Reproduce word for word the lines between those holding "Target — white car paint" and "Target — paper tag on ground", inclusive, and nothing else from the data below.

====== EXTRACTED RECORDS

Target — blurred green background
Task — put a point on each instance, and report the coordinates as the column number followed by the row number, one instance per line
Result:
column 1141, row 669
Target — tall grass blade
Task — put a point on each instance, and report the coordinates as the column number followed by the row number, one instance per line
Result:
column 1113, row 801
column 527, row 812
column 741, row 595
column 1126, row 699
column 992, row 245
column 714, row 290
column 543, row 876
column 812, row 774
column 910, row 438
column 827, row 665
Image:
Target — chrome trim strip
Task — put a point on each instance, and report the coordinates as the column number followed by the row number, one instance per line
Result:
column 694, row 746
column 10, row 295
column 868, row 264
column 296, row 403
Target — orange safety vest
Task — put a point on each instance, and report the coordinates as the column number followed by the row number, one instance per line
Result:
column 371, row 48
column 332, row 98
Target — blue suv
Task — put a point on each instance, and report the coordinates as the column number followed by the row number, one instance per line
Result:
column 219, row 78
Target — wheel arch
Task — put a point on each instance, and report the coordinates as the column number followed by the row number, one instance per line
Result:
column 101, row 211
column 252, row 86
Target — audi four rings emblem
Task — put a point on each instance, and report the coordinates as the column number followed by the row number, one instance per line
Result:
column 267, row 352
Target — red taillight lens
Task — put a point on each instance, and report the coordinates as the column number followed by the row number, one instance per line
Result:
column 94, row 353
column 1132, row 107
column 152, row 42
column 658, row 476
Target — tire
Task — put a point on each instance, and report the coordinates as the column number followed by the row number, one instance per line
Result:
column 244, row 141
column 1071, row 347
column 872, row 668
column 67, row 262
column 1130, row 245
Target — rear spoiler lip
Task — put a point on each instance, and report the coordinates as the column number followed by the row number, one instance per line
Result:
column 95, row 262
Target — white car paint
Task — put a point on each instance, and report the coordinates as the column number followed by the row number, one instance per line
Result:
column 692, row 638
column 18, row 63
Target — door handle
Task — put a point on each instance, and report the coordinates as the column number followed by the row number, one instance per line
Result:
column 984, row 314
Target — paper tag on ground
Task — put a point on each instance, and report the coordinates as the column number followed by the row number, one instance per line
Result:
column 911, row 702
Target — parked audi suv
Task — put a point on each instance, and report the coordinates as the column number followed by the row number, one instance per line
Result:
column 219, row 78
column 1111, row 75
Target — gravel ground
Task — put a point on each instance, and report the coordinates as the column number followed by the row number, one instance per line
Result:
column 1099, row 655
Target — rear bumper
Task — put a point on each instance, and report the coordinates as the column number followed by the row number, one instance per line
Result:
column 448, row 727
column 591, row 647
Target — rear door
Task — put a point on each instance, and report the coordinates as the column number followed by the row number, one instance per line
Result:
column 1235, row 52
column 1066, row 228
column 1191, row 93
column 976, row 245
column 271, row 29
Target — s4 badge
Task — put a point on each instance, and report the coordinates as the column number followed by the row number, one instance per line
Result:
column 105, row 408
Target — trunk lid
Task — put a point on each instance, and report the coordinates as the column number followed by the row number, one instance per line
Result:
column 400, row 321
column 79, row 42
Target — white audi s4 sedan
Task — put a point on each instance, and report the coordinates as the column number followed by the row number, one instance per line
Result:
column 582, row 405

============

- [EXERCISE ANSWER]:
Target — white car paint
Task — put a point on each instance, and report the coordinates as the column number followed by the row number, one instance per line
Result:
column 692, row 638
column 18, row 63
Target — door handle
Task — put a point on each instance, and report the coordinates as the column number followed by the row number, one instance per line
Result:
column 984, row 314
Target — paper tag on ground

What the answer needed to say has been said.